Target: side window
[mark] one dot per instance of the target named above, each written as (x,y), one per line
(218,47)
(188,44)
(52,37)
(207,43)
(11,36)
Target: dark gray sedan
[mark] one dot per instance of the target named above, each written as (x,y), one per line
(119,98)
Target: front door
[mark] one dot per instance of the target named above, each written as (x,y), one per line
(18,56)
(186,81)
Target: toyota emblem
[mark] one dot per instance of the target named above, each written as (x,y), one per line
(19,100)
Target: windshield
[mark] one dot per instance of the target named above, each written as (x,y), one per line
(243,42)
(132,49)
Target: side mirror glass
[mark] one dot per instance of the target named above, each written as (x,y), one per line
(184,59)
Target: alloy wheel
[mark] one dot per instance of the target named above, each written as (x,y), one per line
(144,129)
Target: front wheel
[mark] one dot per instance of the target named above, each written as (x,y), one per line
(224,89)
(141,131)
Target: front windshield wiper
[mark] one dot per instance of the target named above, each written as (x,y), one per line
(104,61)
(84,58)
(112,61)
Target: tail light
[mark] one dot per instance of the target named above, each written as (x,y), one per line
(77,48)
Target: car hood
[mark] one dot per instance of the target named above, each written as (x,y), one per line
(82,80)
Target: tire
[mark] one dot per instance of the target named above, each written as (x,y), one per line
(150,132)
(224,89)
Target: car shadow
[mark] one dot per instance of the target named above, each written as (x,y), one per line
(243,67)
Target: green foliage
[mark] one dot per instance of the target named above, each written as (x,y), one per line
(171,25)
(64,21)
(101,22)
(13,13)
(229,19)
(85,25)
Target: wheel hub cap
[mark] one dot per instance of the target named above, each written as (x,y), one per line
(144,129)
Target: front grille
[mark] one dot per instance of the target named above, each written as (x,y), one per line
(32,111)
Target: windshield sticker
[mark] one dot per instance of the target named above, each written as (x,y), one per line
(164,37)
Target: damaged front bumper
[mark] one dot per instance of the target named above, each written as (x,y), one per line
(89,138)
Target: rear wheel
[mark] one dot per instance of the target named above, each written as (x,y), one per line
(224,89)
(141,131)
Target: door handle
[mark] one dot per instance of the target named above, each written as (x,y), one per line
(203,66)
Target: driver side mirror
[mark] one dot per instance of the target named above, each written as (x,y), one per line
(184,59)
+++
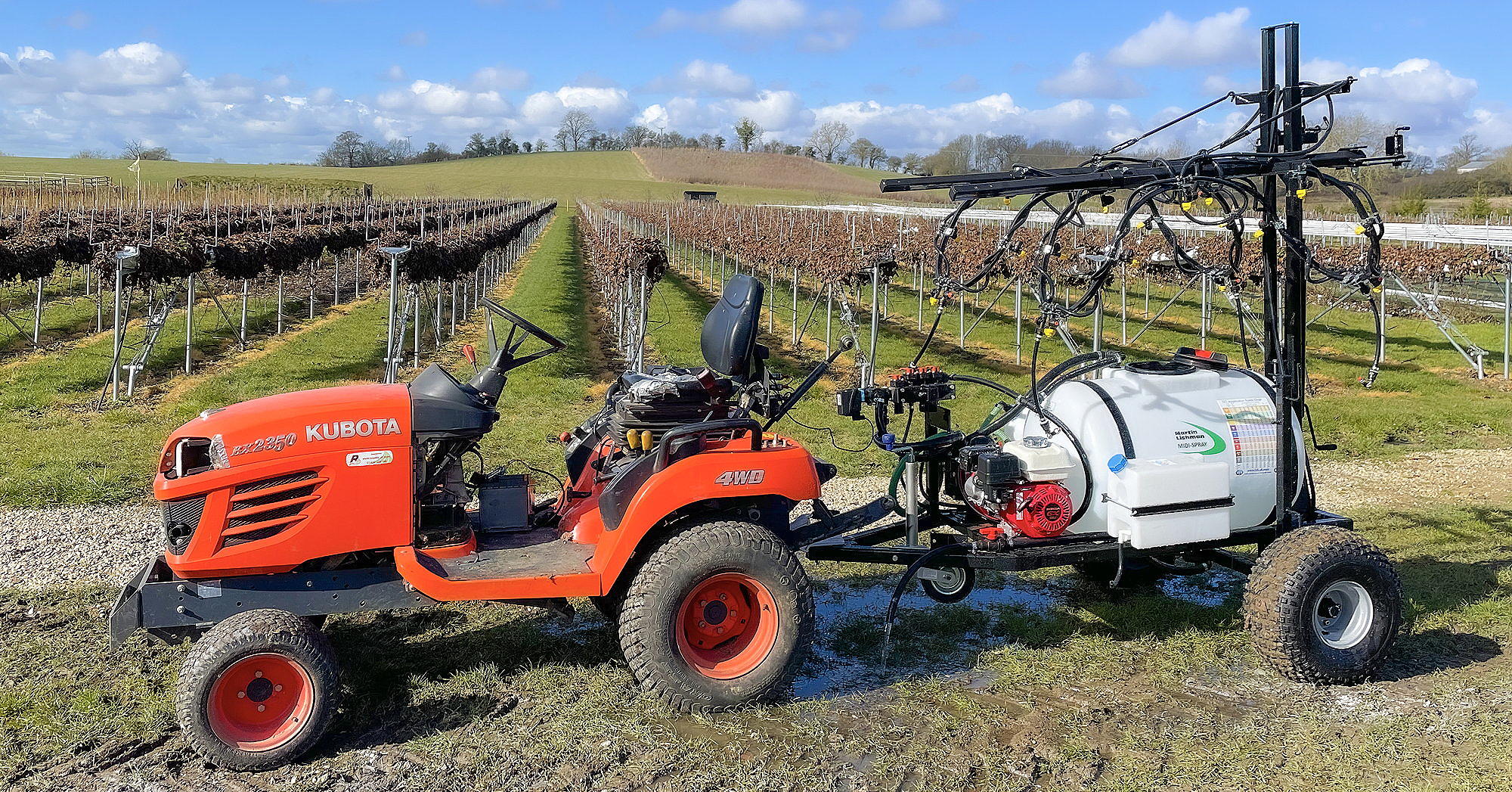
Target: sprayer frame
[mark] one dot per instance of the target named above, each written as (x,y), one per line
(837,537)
+++
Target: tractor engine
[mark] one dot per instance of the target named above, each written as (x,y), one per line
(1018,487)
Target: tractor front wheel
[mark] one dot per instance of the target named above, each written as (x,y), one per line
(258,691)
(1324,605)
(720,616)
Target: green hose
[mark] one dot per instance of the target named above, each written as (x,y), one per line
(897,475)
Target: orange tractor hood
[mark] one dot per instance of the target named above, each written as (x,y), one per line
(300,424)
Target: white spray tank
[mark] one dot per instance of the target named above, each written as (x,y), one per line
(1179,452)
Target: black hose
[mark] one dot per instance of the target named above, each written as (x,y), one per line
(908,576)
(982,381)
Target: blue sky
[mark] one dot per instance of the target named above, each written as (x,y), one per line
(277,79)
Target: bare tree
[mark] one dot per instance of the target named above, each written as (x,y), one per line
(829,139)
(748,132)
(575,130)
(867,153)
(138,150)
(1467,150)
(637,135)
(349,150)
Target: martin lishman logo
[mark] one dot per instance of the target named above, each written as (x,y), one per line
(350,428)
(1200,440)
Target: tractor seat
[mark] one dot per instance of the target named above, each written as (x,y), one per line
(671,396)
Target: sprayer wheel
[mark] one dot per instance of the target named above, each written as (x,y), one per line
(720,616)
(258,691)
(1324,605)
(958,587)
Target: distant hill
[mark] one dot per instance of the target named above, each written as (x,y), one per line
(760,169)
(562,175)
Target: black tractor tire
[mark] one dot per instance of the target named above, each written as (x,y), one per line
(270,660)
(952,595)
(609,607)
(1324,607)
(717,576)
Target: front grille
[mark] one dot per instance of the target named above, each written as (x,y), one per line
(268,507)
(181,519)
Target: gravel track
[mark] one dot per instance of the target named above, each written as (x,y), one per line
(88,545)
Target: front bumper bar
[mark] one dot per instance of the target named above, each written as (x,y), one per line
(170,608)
+++
▶ _Set exercise_
Return each line from the entries above that contains the word "wheel".

▶ _Exercise output_
Target: alloy wheel
Target: front wheel
Target: wheel hub cap
Target: rear wheel
Target: tractor front wheel
Target: sprayer wheel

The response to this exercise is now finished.